• [WRITTEN EXERCISE] Exactly as they appear, copy the lines of the listing from the one containing "Locate the chimney" through the final line, both included, and nothing else.

• [ITEMS]

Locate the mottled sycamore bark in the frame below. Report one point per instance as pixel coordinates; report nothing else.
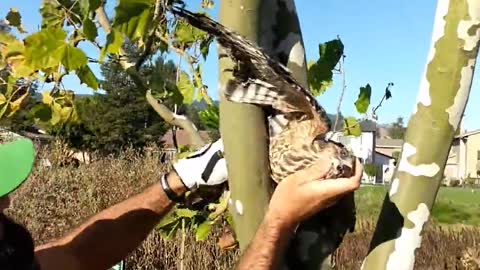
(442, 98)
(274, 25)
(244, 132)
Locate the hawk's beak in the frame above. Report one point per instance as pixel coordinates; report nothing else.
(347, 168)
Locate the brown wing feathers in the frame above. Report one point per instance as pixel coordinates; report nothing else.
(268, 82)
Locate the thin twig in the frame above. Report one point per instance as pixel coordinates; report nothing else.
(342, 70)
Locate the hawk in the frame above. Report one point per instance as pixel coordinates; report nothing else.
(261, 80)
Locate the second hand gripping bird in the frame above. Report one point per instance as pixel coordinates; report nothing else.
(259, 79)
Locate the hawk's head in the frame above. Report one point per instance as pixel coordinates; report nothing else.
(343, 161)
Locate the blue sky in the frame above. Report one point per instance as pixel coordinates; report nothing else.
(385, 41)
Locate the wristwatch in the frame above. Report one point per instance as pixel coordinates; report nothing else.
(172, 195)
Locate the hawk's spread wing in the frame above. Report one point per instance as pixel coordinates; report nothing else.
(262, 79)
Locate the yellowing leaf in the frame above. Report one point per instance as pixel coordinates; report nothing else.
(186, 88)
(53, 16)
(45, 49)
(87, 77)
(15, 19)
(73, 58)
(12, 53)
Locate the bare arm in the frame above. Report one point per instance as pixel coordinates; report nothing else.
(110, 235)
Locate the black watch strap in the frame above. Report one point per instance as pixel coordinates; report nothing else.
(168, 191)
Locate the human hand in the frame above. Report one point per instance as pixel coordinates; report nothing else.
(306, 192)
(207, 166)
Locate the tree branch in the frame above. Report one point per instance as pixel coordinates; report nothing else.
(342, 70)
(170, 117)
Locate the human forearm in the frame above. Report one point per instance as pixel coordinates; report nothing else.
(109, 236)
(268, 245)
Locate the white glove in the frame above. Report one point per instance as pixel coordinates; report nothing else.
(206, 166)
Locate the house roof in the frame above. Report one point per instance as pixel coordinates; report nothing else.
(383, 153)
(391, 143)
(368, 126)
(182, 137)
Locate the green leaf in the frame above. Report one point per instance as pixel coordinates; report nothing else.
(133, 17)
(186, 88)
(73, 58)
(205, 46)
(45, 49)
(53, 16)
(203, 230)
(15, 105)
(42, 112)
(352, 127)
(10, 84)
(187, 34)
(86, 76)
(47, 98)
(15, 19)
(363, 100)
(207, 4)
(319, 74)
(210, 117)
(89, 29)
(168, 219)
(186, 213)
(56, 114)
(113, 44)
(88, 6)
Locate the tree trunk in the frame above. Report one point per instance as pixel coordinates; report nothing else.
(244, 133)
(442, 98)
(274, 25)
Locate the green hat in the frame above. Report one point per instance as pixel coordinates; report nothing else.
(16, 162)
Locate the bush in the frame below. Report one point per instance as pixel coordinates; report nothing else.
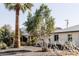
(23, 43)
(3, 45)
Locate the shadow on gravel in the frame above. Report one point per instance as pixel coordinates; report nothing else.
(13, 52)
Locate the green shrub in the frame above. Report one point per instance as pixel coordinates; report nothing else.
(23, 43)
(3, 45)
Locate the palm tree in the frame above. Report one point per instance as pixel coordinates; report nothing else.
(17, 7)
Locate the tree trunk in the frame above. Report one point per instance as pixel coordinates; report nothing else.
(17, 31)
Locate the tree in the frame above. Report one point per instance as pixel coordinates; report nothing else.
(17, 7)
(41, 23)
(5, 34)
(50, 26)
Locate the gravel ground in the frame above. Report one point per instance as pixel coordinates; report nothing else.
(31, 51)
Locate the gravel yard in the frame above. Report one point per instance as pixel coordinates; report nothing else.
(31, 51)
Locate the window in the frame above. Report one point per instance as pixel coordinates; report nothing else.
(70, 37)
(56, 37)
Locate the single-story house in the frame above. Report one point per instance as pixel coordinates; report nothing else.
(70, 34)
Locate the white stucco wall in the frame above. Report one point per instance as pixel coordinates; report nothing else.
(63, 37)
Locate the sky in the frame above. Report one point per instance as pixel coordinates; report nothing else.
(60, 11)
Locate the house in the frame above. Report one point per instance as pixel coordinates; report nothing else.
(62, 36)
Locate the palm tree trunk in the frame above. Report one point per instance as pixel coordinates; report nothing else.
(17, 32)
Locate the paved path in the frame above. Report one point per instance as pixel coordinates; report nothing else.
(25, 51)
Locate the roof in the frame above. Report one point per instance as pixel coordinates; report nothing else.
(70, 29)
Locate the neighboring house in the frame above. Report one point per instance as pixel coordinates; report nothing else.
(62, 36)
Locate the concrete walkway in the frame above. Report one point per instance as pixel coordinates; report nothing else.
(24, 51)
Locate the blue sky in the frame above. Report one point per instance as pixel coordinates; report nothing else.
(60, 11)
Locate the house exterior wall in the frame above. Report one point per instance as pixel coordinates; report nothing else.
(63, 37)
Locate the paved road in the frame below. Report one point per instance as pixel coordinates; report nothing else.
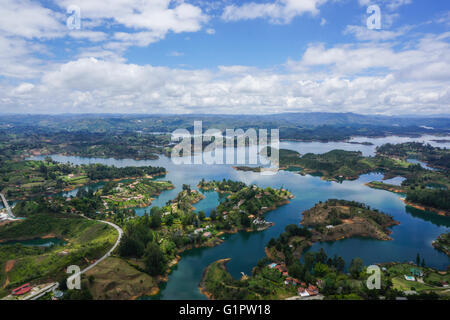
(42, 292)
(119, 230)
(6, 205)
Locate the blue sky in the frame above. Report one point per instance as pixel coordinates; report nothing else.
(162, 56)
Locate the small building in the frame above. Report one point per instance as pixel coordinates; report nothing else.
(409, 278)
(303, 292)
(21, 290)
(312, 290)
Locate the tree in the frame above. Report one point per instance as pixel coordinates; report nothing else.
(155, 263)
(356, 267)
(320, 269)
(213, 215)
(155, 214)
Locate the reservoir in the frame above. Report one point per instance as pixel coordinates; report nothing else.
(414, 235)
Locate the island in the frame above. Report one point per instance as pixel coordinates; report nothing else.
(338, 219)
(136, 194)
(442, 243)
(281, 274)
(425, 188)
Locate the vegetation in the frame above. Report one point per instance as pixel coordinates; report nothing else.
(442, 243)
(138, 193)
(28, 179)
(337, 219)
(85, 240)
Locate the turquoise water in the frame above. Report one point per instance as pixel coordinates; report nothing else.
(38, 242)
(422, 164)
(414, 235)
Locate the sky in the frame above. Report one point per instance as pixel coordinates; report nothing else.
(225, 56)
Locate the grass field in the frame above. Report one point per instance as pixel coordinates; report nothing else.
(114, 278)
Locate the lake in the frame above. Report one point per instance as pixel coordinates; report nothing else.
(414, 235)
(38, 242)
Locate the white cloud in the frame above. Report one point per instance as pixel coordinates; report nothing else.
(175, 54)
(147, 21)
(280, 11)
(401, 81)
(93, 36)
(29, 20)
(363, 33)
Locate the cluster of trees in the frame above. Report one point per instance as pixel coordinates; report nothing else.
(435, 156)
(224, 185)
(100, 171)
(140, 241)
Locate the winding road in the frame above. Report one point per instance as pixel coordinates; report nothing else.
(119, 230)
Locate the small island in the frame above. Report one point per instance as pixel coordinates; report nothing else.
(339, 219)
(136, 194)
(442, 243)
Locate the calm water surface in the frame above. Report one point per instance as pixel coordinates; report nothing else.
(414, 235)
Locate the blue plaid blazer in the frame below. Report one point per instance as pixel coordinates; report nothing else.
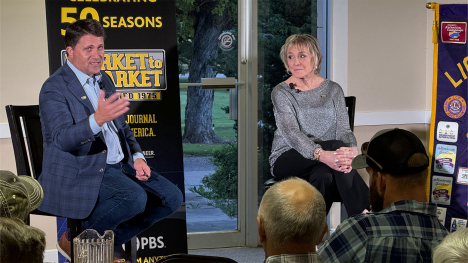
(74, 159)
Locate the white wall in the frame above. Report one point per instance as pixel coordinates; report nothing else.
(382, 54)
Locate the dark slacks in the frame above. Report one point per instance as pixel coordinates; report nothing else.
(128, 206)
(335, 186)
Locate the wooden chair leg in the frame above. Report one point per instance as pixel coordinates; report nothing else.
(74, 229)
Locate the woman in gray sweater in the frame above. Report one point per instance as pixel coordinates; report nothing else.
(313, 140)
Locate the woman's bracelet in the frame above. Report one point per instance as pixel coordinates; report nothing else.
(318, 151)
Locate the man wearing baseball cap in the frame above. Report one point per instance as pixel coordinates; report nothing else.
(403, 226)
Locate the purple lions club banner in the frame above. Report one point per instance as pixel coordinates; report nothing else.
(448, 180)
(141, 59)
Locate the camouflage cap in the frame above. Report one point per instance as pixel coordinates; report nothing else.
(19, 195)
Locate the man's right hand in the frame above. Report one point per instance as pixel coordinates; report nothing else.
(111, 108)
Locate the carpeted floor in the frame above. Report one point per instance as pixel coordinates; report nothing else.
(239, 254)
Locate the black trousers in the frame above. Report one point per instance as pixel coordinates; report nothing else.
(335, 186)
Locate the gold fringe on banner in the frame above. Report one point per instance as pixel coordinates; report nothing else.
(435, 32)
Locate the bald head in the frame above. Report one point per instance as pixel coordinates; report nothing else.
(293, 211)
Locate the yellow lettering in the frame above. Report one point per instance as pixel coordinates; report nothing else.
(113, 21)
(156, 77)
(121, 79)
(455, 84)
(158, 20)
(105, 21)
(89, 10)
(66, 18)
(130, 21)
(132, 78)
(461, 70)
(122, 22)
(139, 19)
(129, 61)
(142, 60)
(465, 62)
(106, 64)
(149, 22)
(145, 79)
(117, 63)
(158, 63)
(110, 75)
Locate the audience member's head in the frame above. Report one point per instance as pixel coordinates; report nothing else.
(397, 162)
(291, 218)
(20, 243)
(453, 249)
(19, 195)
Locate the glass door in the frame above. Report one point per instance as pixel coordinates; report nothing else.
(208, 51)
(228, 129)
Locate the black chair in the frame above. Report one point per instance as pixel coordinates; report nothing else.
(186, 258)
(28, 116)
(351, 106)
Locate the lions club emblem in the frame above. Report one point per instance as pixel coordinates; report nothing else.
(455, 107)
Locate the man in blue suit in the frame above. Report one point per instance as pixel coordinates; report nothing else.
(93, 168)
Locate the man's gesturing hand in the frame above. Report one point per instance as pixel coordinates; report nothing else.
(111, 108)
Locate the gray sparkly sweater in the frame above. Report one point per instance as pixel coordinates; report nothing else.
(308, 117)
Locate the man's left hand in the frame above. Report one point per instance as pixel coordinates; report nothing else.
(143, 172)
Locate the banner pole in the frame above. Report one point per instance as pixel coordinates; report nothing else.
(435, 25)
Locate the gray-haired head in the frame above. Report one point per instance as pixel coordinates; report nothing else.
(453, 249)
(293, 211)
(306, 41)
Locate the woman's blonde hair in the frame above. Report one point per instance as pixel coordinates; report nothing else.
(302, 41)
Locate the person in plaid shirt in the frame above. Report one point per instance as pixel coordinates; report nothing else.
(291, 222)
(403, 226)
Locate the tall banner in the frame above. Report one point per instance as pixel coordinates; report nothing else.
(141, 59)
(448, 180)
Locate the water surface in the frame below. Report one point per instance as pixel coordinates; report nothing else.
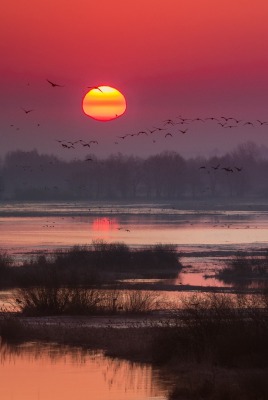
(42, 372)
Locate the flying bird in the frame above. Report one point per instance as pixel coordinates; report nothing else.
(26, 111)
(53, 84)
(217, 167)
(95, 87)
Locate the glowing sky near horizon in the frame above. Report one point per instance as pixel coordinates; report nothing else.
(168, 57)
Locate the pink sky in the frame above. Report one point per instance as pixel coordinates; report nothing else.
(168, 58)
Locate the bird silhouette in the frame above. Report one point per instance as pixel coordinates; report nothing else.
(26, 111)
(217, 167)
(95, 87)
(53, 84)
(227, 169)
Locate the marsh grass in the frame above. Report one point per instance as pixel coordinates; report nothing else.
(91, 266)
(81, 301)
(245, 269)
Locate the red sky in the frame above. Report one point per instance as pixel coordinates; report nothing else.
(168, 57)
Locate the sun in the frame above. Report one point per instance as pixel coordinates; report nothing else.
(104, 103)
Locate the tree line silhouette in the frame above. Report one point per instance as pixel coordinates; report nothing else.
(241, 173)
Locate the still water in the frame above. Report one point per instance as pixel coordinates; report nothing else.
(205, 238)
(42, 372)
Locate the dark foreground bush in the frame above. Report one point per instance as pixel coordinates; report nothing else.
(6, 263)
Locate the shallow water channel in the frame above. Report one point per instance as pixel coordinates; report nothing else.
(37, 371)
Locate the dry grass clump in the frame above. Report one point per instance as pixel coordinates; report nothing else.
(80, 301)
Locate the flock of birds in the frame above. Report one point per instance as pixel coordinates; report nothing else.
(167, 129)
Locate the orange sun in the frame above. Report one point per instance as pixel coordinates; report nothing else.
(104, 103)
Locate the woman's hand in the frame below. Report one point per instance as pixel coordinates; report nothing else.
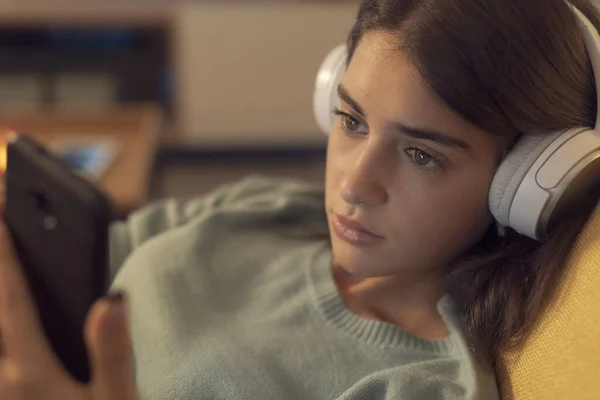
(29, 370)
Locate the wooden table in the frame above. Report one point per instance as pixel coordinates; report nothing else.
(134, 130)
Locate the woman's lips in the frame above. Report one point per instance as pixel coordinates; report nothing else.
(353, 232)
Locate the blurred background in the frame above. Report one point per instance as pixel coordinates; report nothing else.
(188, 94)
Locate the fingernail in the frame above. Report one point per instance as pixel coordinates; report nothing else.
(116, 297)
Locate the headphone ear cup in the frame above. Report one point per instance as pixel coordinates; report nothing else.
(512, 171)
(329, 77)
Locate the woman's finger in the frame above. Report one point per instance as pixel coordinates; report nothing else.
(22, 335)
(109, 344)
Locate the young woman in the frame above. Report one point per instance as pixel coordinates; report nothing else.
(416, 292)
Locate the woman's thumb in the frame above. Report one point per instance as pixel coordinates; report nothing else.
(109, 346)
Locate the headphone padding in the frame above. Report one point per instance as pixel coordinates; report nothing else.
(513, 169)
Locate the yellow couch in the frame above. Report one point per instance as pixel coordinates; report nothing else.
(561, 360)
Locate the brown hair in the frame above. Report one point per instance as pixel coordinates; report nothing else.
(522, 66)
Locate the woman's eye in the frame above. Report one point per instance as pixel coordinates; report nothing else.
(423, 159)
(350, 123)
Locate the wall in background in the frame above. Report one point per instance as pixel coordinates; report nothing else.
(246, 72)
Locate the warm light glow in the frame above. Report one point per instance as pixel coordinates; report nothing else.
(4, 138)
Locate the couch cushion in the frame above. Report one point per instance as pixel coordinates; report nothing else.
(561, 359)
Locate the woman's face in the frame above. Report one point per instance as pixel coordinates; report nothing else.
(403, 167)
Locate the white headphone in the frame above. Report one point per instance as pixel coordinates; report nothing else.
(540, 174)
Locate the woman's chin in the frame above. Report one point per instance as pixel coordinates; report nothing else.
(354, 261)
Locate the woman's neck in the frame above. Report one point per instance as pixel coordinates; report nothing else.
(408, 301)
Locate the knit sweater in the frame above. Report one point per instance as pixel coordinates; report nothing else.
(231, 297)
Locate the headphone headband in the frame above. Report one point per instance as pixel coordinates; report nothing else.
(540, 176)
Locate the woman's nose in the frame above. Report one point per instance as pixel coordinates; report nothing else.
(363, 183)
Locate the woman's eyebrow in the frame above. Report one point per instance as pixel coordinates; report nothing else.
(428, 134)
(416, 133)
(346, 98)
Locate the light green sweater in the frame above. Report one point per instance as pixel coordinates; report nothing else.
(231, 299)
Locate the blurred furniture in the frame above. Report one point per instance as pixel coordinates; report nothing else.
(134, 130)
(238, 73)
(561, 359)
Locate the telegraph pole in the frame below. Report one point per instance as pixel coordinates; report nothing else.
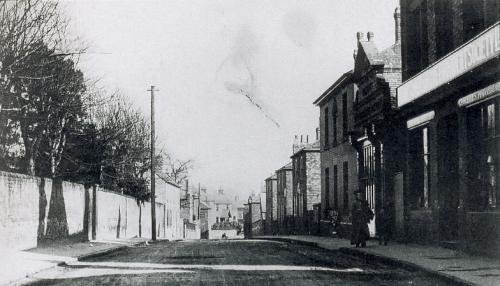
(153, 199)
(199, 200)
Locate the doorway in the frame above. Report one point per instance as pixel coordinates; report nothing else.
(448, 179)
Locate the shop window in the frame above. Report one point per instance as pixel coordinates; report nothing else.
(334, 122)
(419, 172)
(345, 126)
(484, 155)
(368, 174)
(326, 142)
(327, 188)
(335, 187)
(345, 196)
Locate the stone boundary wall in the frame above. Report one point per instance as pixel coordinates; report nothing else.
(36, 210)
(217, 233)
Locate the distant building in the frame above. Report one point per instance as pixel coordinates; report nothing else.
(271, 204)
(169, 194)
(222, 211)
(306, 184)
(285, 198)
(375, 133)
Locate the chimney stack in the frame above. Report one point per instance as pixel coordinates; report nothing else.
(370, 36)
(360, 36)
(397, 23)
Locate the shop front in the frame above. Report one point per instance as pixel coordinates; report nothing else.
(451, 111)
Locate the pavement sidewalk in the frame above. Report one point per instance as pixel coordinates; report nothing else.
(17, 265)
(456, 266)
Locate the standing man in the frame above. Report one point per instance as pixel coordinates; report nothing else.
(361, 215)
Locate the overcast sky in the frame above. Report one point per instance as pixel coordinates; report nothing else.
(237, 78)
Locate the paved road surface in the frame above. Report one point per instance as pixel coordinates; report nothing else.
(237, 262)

• [EXERCISE SOLUTION]
Locate the chimney stack in the frame above. Report one point per instance as pixel coordinates; report nothing else.
(370, 36)
(360, 36)
(397, 23)
Locate the shop front in the frame above. Report one point per instance as pixel coordinates; report nothing else.
(451, 111)
Locate the pavement sidewalk in the frame above. Report one point per instance as pixel coordinates; report nothing else.
(17, 265)
(456, 266)
Locate the standing man in the frame above. Report one point per instance as pixel coordinates; report nothing else.
(361, 215)
Locate the overcast sky in the frame above. Report one point per instance as pixel coordinates; report nothing else.
(237, 78)
Locate the paved road surface in the frame above. Report one point per instance as pixel coordinates; report nothing else.
(237, 262)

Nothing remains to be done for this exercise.